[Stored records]

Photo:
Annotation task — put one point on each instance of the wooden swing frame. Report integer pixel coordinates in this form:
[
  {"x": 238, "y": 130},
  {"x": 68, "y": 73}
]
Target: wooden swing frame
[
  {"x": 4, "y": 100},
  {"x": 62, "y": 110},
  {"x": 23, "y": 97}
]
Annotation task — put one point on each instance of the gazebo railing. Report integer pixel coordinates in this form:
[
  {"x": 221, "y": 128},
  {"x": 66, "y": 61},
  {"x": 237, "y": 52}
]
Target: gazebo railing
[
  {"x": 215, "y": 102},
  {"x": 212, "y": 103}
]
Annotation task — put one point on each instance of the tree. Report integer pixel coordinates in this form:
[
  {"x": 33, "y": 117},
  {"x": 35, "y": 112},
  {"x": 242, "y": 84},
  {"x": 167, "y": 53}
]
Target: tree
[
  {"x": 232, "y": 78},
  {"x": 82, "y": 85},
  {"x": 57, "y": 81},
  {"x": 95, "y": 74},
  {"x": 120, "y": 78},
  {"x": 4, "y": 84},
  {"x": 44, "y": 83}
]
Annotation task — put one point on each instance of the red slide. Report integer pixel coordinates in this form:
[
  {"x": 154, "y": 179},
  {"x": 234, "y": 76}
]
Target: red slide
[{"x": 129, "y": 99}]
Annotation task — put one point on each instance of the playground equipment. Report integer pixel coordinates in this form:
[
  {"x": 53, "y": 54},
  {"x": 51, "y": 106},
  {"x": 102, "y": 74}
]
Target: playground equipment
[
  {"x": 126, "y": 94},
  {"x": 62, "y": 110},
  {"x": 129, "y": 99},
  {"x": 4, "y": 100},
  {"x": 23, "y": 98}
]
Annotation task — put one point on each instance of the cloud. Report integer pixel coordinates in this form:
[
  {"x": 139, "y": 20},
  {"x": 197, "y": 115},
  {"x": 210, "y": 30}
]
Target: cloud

§ REQUIRED TASK:
Rewrite all of the data above, substituting "whole-number pixel coordinates" for every occurrence of "integer pixel coordinates" and leaving everything else as it is.

§ SOLUTION:
Photo:
Annotation task — put one point on each instance of the wooden swing frame. Report whole-number pixel coordinates in this form:
[
  {"x": 238, "y": 130},
  {"x": 68, "y": 73}
]
Target: wooden swing frame
[
  {"x": 4, "y": 100},
  {"x": 62, "y": 110},
  {"x": 23, "y": 97}
]
Annotation task — put one point on each instance of the gazebo railing. Report whole-number pixel coordinates in this form:
[
  {"x": 221, "y": 128},
  {"x": 66, "y": 61},
  {"x": 237, "y": 52}
]
Target: gazebo railing
[
  {"x": 215, "y": 102},
  {"x": 212, "y": 103}
]
Annotation task — put one point on each instance of the tree. Report whole-number pixel coordinates in this form:
[
  {"x": 33, "y": 117},
  {"x": 35, "y": 112},
  {"x": 242, "y": 84},
  {"x": 167, "y": 53}
]
Target: tree
[
  {"x": 232, "y": 78},
  {"x": 82, "y": 85},
  {"x": 57, "y": 81},
  {"x": 95, "y": 74},
  {"x": 120, "y": 78},
  {"x": 4, "y": 84},
  {"x": 44, "y": 83}
]
Annotation task — put one point on each instance of the red slide. Report whole-number pixel coordinates in this form:
[
  {"x": 154, "y": 179},
  {"x": 234, "y": 76}
]
Target: red slide
[{"x": 129, "y": 99}]
Annotation task — put one point on each instance of the playground equipment. Report whole-number pixel coordinates in this form:
[
  {"x": 53, "y": 54},
  {"x": 51, "y": 106},
  {"x": 102, "y": 74}
]
Target: playground equipment
[
  {"x": 126, "y": 94},
  {"x": 62, "y": 110},
  {"x": 129, "y": 99},
  {"x": 4, "y": 100},
  {"x": 23, "y": 98}
]
Annotation task — put one point on each instance of the cloud. Report whole-number pixel coordinates in this form:
[
  {"x": 139, "y": 20},
  {"x": 197, "y": 115},
  {"x": 210, "y": 30}
]
Target: cloud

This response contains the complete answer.